(Photo object pointing rows)
-- Begin --
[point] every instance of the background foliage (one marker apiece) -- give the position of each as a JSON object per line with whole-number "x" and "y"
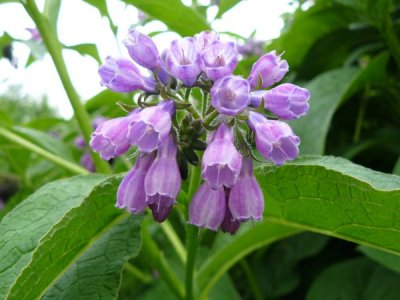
{"x": 332, "y": 223}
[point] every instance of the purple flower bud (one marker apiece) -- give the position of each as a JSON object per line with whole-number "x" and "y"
{"x": 183, "y": 61}
{"x": 163, "y": 180}
{"x": 80, "y": 142}
{"x": 109, "y": 138}
{"x": 150, "y": 129}
{"x": 142, "y": 49}
{"x": 246, "y": 200}
{"x": 160, "y": 213}
{"x": 230, "y": 95}
{"x": 207, "y": 208}
{"x": 221, "y": 161}
{"x": 87, "y": 162}
{"x": 270, "y": 68}
{"x": 275, "y": 140}
{"x": 219, "y": 59}
{"x": 229, "y": 224}
{"x": 205, "y": 39}
{"x": 131, "y": 194}
{"x": 121, "y": 75}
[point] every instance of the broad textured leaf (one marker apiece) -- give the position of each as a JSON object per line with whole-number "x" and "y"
{"x": 230, "y": 249}
{"x": 66, "y": 235}
{"x": 177, "y": 16}
{"x": 224, "y": 6}
{"x": 358, "y": 278}
{"x": 328, "y": 91}
{"x": 389, "y": 260}
{"x": 308, "y": 27}
{"x": 335, "y": 197}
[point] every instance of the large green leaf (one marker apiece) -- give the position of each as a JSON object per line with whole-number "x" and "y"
-- End --
### Stated problem
Reproduce all of the rows above with "every instance" renamed to "each occurrence" wherever it occurs, leaving everything else unchanged. Omit the pictures from the reproduction.

### Answer for the task
[point] each occurrence of the background foliage (one marker apiece) -- give the position of each as a JSON object per line with whole-number "x" and "y"
{"x": 332, "y": 223}
[point] each occurrence of the purple flower bud (one marker apiece) -- give the position of each as a JSON object per line with whole-number "x" and "y"
{"x": 183, "y": 61}
{"x": 163, "y": 180}
{"x": 80, "y": 142}
{"x": 109, "y": 138}
{"x": 150, "y": 129}
{"x": 142, "y": 49}
{"x": 246, "y": 200}
{"x": 160, "y": 213}
{"x": 230, "y": 95}
{"x": 207, "y": 208}
{"x": 221, "y": 161}
{"x": 87, "y": 162}
{"x": 270, "y": 68}
{"x": 275, "y": 140}
{"x": 219, "y": 59}
{"x": 229, "y": 224}
{"x": 205, "y": 39}
{"x": 131, "y": 194}
{"x": 121, "y": 75}
[point] each occurrence of the broad textured leaf (one marker apiece) -- give the position of each as a JSON object per line with whole-number "x" and "y"
{"x": 230, "y": 249}
{"x": 66, "y": 235}
{"x": 177, "y": 16}
{"x": 224, "y": 6}
{"x": 358, "y": 278}
{"x": 328, "y": 91}
{"x": 389, "y": 260}
{"x": 308, "y": 27}
{"x": 335, "y": 197}
[point] each occurrence of the large green leaf (one marker apiece) -- give the position of each as a JSON object per line with whole-number "x" and "y"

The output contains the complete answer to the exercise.